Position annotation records
......
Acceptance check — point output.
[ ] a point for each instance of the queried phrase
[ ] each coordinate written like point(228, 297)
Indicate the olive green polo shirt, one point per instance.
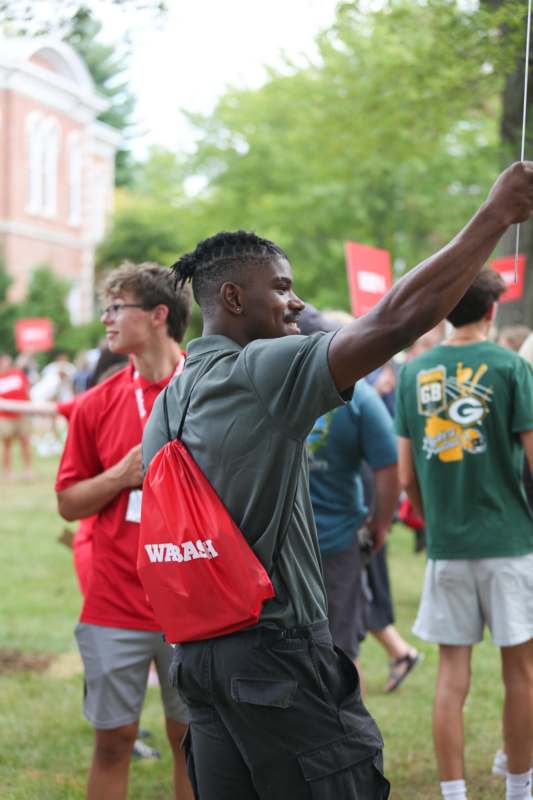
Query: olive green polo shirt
point(248, 418)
......
**What is needed**
Using the records above, retype everything exactly except the pictures.

**Completed exercise**
Acceptance check — point output.
[ ] a point for each instance of the queried phrase
[ ] each coordinate written like point(228, 297)
Indicate the olive green polo shirt, one point per instance.
Query: olive green polo shirt
point(248, 418)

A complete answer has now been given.